• 과제 자료:
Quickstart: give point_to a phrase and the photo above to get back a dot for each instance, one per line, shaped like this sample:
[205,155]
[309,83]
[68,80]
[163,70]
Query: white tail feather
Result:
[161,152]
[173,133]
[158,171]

• 과제 안내: 위 항목의 모든 줄을 한 글자도 바꾸지 말고 그대로 옮겨 쓰세요.

• 풀이 예시:
Quickstart: give point_to a phrase and the photo above to get back a dot for each instance, one per line, shaped like this sample:
[205,155]
[309,83]
[68,80]
[163,70]
Query: white tail feather
Result:
[161,152]
[173,133]
[158,171]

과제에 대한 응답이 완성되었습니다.